* [Goal of the exercise] Pick up the column below on the NCAA's ruling against Chief Illiniwek and carry it forward from its final sentence.

* [Text]
+++++

January
5, 2006
Chief Among the Silliness
By George
Will
WASHINGTON -- The
University of Illinois must soon decide whether, and if so how,
to fight an exceedingly silly edict from the NCAA. That organization's
primary function is to require college athletics to be no more
crassly exploitative and commercial than is absolutely necessary.
But now the NCAA is going to police cultural sensitivity, as it
understands that. Hence the decision to declare Chief Illiniwek
``hostile and abusive'' to Native Americans.
Censorship -- e.g.,
campus speech codes -- often are academic liberalism's preferred
instrument of social improvement, and now the NCAA's censors say:
The Chief must go, as must the university's logo of a Native American
in feathered headdress. Otherwise the NCAA will not allow the
university to host any postseason tournaments or events.
This story of progress,
as progressives understand that, began during halftime of a football
game in 1926, when an undergraduate studying Indian culture performed
a dance dressed as a chief. Since then, a student has always served
as Chief Illiniwek, who has become the symbol of the university
that serves a state named after the Illini confederation of about
a half-dozen tribes that were virtually annihilated in the 1760s
by rival tribes.
In 1930, the student
then portraying Chief Illiniwek traveled to South Dakota to receive
authentic raiment from the Oglala Sioux. In 1967 and 1982, representatives
of the Sioux, who had not yet discovered that they were supposed
to feel abused, came to the Champaign-Urbana campus to augment
the outfits Chief Illiniwek wears at football and basketball games.

+++++

* [Supplied data]
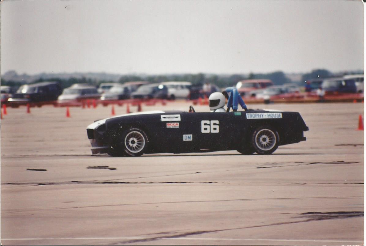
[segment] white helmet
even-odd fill
[[[221,92],[214,92],[208,98],[210,109],[214,110],[224,107],[225,105],[225,97]]]

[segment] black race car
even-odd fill
[[[305,141],[298,113],[247,110],[229,113],[151,111],[95,121],[87,128],[93,154],[139,156],[236,150],[268,154]]]

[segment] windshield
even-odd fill
[[[329,88],[337,87],[343,84],[344,85],[346,83],[343,80],[324,80],[321,85],[323,88]]]
[[[141,86],[138,88],[136,92],[139,93],[149,93],[153,91],[153,88],[150,86]]]
[[[313,81],[310,84],[310,87],[311,89],[318,89],[322,82],[322,81]]]
[[[242,88],[258,88],[258,87],[257,83],[244,83],[242,84]]]
[[[123,93],[126,87],[121,87],[119,86],[115,86],[109,90],[109,92],[111,93]]]
[[[113,87],[113,85],[102,85],[101,87],[100,87],[100,88],[101,88],[102,89],[111,89],[112,87]]]
[[[64,95],[80,95],[81,94],[81,90],[79,89],[65,89],[62,94]]]
[[[34,93],[37,92],[37,87],[30,87],[27,86],[22,85],[18,90],[17,93]]]

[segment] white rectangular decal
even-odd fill
[[[192,141],[192,134],[184,134],[183,135],[183,141]]]
[[[180,114],[163,114],[160,115],[162,121],[180,121]]]
[[[249,113],[246,114],[249,119],[282,119],[282,113]]]
[[[179,122],[169,122],[167,123],[167,128],[179,128]]]

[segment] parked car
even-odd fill
[[[102,83],[99,85],[98,92],[100,94],[102,94],[109,91],[113,86],[120,84],[119,83]]]
[[[12,94],[16,91],[16,89],[17,88],[15,87],[7,85],[0,86],[1,104],[7,102],[8,99],[12,97]]]
[[[203,98],[205,95],[203,91],[203,84],[202,84],[192,85],[190,89],[189,94],[188,96],[188,99],[193,100],[198,99],[199,98]],[[209,86],[211,88],[211,91],[209,94],[211,94],[217,91],[220,91],[220,88],[215,85],[210,84]]]
[[[242,96],[246,96],[246,93],[254,90],[263,89],[273,85],[270,80],[244,80],[236,84],[236,88]]]
[[[192,83],[187,82],[171,81],[163,82],[161,84],[168,87],[168,97],[174,100],[176,98],[186,99],[189,95]]]
[[[232,150],[243,154],[269,154],[279,146],[306,140],[304,132],[308,130],[297,112],[250,109],[196,113],[191,106],[188,112],[122,115],[96,121],[86,129],[92,154],[112,156]]]
[[[108,92],[102,94],[100,100],[121,100],[128,99],[130,96],[128,87],[124,86],[120,84],[119,85],[113,86]]]
[[[300,87],[295,83],[287,83],[282,85],[284,88],[286,88],[289,92],[300,92]]]
[[[288,88],[283,85],[273,85],[265,89],[254,91],[250,92],[251,95],[256,98],[263,99],[264,102],[269,103],[270,101],[271,97],[276,95],[279,95],[289,93]]]
[[[57,100],[62,92],[62,88],[58,82],[37,83],[20,86],[8,102],[11,106],[16,106],[30,102],[38,102]]]
[[[332,78],[324,80],[321,84],[325,95],[339,93],[356,93],[357,92],[356,82],[353,79]]]
[[[94,87],[96,89],[97,88],[97,87],[92,85],[90,85],[89,84],[87,84],[86,83],[76,83],[76,84],[74,84],[70,86],[69,88],[78,88],[78,87],[85,87],[86,86],[90,86],[90,87]]]
[[[343,76],[344,79],[353,79],[355,80],[358,93],[363,93],[363,74],[350,74]]]
[[[131,81],[126,82],[122,85],[124,86],[127,87],[130,92],[133,92],[136,91],[140,86],[149,84],[150,82],[147,81]]]
[[[142,85],[132,94],[134,98],[168,98],[168,88],[161,84],[152,84]]]
[[[321,86],[323,79],[309,80],[306,81],[310,85],[310,92],[315,91]]]
[[[87,99],[98,99],[100,95],[93,86],[72,86],[64,90],[58,98],[57,102],[62,103],[74,101],[80,101]]]

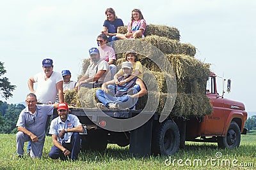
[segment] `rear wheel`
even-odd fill
[[[175,153],[180,145],[180,134],[176,124],[169,120],[155,127],[152,134],[152,153],[166,156]]]
[[[81,138],[81,151],[92,150],[95,151],[104,151],[107,148],[108,139],[103,133],[97,133],[97,135],[83,135]]]
[[[232,149],[239,147],[241,141],[239,127],[236,122],[231,122],[226,136],[218,138],[218,146],[220,148]]]

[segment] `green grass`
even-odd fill
[[[26,144],[25,144],[26,146]],[[216,143],[186,142],[185,149],[179,150],[171,157],[152,156],[148,158],[129,157],[129,147],[121,148],[116,145],[108,145],[107,150],[103,153],[88,151],[80,153],[77,161],[61,161],[52,160],[47,156],[52,146],[51,138],[46,138],[42,159],[31,159],[25,155],[18,159],[16,152],[15,134],[0,134],[0,169],[256,169],[256,132],[242,135],[240,147],[234,150],[220,150]],[[217,159],[216,153],[220,152],[222,157]],[[216,159],[215,166],[207,159]],[[177,160],[174,165],[166,166],[166,159],[182,160],[183,166],[179,166]],[[193,161],[200,159],[202,166],[193,165]],[[250,167],[236,167],[221,166],[222,160],[232,161],[236,164],[253,164]],[[186,162],[191,161],[191,166]],[[214,160],[213,160],[214,161]],[[218,164],[219,161],[219,164]]]

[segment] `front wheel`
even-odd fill
[[[239,147],[241,141],[239,127],[236,122],[232,121],[226,136],[218,138],[218,146],[220,148],[232,149]]]

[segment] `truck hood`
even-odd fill
[[[244,104],[243,103],[227,99],[224,99],[224,107],[229,109],[245,110]]]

+++++

* [Exercise response]
But grievance groups
have multiplied, seeking reparations for historic wrongs, and
regulations to assuage current injuries inflicted by ``insensitivity.''
One of America's booming businesses is the indignation industry
that manufactures the synthetic outrage needed to fuel identity
politics.
The NCAA is allowing
Florida State University and the University of Utah to continue
calling their teams Seminoles and Utes, respectively, because
those two tribes approve of the tradition. The Saginaw Chippewa
tribe starchily denounces any ``outside entity'' -- that would
be you, NCAA -- that would disrupt the tribe's ``rich relationship''
with Central Michigan University and its teams, the Chippewas.
The University of North Carolina at Pembroke can continue calling
its teams the Braves. Bravery is a virtue, so perhaps the 21 percent
of the school's students who are Native Americans consider the
name a compliment.
The University of
North Dakota Fighting Sioux may have to find another nickname
because the various Sioux tribes cannot agree about whether they
are insulted. But the only remnant of the Illini confederation,
the Peoria tribe, is now in Oklahoma. Under its chief, John Froman,
the tribe is too busy running a casino and golf course to care
about Chief Illiniwek. The NCAA ethicists probably reason that
the Chief must go because no portion of the Illini confederation
remains to defend him.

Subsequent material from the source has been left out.